→ **INPUT RECORDS**:
-*-*-

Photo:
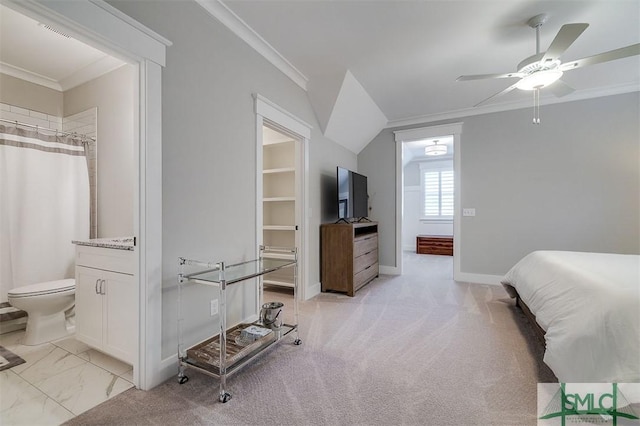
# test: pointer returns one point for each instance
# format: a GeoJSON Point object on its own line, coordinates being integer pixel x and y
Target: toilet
{"type": "Point", "coordinates": [45, 304]}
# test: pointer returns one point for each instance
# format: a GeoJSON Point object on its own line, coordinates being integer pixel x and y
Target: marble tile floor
{"type": "Point", "coordinates": [58, 381]}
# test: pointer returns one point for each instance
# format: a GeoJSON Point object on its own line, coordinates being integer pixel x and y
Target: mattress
{"type": "Point", "coordinates": [589, 306]}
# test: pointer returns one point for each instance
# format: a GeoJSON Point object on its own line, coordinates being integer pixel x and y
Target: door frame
{"type": "Point", "coordinates": [268, 111]}
{"type": "Point", "coordinates": [100, 25]}
{"type": "Point", "coordinates": [408, 135]}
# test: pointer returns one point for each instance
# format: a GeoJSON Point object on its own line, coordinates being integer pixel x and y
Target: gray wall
{"type": "Point", "coordinates": [209, 152]}
{"type": "Point", "coordinates": [571, 183]}
{"type": "Point", "coordinates": [113, 95]}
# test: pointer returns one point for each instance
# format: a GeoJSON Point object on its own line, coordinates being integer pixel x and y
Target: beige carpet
{"type": "Point", "coordinates": [416, 349]}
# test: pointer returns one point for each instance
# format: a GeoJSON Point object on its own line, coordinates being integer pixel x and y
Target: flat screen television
{"type": "Point", "coordinates": [353, 200]}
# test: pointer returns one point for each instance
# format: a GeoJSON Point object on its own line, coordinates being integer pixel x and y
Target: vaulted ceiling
{"type": "Point", "coordinates": [367, 65]}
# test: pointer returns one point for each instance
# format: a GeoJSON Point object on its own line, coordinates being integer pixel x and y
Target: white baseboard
{"type": "Point", "coordinates": [389, 270]}
{"type": "Point", "coordinates": [478, 278]}
{"type": "Point", "coordinates": [168, 368]}
{"type": "Point", "coordinates": [312, 290]}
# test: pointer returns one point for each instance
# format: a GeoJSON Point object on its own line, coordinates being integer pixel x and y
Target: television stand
{"type": "Point", "coordinates": [349, 253]}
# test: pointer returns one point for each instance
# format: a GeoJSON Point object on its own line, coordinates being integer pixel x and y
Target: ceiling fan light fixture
{"type": "Point", "coordinates": [435, 149]}
{"type": "Point", "coordinates": [539, 79]}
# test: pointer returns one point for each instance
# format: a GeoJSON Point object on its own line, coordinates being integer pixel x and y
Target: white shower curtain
{"type": "Point", "coordinates": [44, 204]}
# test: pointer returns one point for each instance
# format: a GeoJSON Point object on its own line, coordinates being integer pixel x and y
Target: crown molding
{"type": "Point", "coordinates": [102, 66]}
{"type": "Point", "coordinates": [233, 22]}
{"type": "Point", "coordinates": [29, 76]}
{"type": "Point", "coordinates": [507, 106]}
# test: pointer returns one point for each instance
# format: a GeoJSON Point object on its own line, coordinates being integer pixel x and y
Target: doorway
{"type": "Point", "coordinates": [100, 25]}
{"type": "Point", "coordinates": [282, 186]}
{"type": "Point", "coordinates": [436, 212]}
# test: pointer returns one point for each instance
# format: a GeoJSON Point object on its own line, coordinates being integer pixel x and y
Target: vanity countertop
{"type": "Point", "coordinates": [119, 243]}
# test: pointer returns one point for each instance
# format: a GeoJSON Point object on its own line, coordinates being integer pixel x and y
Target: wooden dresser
{"type": "Point", "coordinates": [349, 256]}
{"type": "Point", "coordinates": [434, 244]}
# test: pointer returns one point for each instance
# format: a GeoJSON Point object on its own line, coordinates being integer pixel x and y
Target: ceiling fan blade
{"type": "Point", "coordinates": [560, 89]}
{"type": "Point", "coordinates": [505, 91]}
{"type": "Point", "coordinates": [565, 38]}
{"type": "Point", "coordinates": [487, 76]}
{"type": "Point", "coordinates": [611, 55]}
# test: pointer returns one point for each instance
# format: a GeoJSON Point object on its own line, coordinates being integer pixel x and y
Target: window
{"type": "Point", "coordinates": [437, 192]}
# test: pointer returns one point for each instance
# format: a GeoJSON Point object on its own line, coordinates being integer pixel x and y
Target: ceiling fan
{"type": "Point", "coordinates": [545, 68]}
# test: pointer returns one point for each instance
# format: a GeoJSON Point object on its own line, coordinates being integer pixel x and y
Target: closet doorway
{"type": "Point", "coordinates": [282, 188]}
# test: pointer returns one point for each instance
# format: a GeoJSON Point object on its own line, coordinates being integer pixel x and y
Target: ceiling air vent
{"type": "Point", "coordinates": [54, 30]}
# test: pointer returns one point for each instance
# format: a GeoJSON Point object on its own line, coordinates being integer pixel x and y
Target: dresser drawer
{"type": "Point", "coordinates": [363, 277]}
{"type": "Point", "coordinates": [361, 262]}
{"type": "Point", "coordinates": [365, 244]}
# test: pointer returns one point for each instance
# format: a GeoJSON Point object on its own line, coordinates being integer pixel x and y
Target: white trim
{"type": "Point", "coordinates": [30, 76]}
{"type": "Point", "coordinates": [419, 133]}
{"type": "Point", "coordinates": [479, 278]}
{"type": "Point", "coordinates": [97, 23]}
{"type": "Point", "coordinates": [284, 118]}
{"type": "Point", "coordinates": [520, 104]}
{"type": "Point", "coordinates": [313, 290]}
{"type": "Point", "coordinates": [103, 27]}
{"type": "Point", "coordinates": [233, 22]}
{"type": "Point", "coordinates": [390, 270]}
{"type": "Point", "coordinates": [265, 109]}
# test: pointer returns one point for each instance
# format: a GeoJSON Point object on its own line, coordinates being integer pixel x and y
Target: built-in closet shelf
{"type": "Point", "coordinates": [280, 170]}
{"type": "Point", "coordinates": [277, 256]}
{"type": "Point", "coordinates": [272, 199]}
{"type": "Point", "coordinates": [278, 283]}
{"type": "Point", "coordinates": [279, 227]}
{"type": "Point", "coordinates": [277, 142]}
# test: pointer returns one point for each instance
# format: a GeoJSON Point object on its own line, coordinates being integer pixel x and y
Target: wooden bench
{"type": "Point", "coordinates": [434, 244]}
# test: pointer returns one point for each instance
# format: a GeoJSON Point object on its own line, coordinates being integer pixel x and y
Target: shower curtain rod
{"type": "Point", "coordinates": [46, 129]}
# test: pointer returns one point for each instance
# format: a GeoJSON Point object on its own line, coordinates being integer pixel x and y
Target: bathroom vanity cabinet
{"type": "Point", "coordinates": [107, 300]}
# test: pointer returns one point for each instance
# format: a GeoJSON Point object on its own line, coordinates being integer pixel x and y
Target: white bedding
{"type": "Point", "coordinates": [589, 306]}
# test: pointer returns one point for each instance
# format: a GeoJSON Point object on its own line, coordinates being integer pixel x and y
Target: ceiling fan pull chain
{"type": "Point", "coordinates": [536, 106]}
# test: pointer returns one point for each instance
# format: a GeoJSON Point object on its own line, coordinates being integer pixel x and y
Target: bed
{"type": "Point", "coordinates": [588, 307]}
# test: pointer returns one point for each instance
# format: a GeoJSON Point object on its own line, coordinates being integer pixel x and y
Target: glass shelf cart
{"type": "Point", "coordinates": [224, 362]}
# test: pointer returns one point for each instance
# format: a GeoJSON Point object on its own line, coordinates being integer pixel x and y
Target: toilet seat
{"type": "Point", "coordinates": [41, 289]}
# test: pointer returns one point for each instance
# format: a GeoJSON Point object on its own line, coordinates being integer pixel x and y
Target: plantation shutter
{"type": "Point", "coordinates": [438, 193]}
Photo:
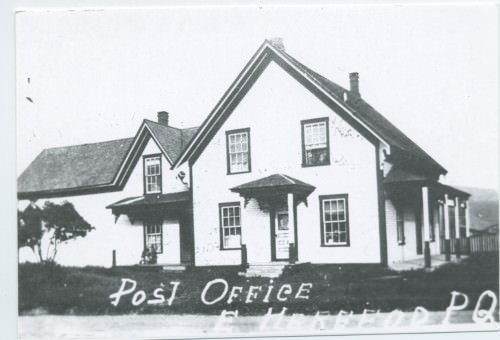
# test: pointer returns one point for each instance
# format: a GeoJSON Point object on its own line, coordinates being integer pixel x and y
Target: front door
{"type": "Point", "coordinates": [281, 235]}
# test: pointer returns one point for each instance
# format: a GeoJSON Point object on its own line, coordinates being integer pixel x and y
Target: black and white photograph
{"type": "Point", "coordinates": [257, 171]}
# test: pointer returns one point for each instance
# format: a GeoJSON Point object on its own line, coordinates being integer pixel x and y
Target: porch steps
{"type": "Point", "coordinates": [271, 270]}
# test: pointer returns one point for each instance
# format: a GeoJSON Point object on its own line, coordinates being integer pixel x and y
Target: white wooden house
{"type": "Point", "coordinates": [288, 167]}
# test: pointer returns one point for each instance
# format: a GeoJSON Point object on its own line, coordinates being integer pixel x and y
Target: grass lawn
{"type": "Point", "coordinates": [85, 291]}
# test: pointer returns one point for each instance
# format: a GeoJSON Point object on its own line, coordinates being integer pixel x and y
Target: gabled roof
{"type": "Point", "coordinates": [73, 167]}
{"type": "Point", "coordinates": [354, 109]}
{"type": "Point", "coordinates": [96, 167]}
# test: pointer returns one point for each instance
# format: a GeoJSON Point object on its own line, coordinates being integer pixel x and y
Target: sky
{"type": "Point", "coordinates": [90, 76]}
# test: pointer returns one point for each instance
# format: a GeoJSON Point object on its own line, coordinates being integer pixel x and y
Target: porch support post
{"type": "Point", "coordinates": [291, 222]}
{"type": "Point", "coordinates": [457, 227]}
{"type": "Point", "coordinates": [426, 225]}
{"type": "Point", "coordinates": [447, 253]}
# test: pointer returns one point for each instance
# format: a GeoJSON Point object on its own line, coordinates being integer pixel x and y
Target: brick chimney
{"type": "Point", "coordinates": [163, 118]}
{"type": "Point", "coordinates": [354, 80]}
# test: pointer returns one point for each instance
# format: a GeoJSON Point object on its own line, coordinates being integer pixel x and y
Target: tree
{"type": "Point", "coordinates": [56, 223]}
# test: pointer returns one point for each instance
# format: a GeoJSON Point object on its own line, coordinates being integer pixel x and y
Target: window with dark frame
{"type": "Point", "coordinates": [315, 142]}
{"type": "Point", "coordinates": [432, 224]}
{"type": "Point", "coordinates": [152, 174]}
{"type": "Point", "coordinates": [230, 225]}
{"type": "Point", "coordinates": [238, 151]}
{"type": "Point", "coordinates": [400, 225]}
{"type": "Point", "coordinates": [334, 220]}
{"type": "Point", "coordinates": [153, 236]}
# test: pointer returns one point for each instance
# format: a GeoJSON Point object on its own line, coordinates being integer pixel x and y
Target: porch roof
{"type": "Point", "coordinates": [399, 180]}
{"type": "Point", "coordinates": [138, 204]}
{"type": "Point", "coordinates": [274, 183]}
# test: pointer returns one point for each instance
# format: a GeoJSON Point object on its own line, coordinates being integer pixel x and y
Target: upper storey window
{"type": "Point", "coordinates": [315, 143]}
{"type": "Point", "coordinates": [238, 151]}
{"type": "Point", "coordinates": [152, 174]}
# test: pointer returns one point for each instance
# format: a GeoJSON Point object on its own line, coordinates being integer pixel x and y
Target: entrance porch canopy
{"type": "Point", "coordinates": [140, 207]}
{"type": "Point", "coordinates": [271, 187]}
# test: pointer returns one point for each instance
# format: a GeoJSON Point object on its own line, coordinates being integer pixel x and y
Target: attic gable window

-*-*-

→ **TASK OBJECTIVE**: How many lines in the rows above contain the string "roof"? Reply with the number alone.

→ **SOLVED PROBLEM**: 2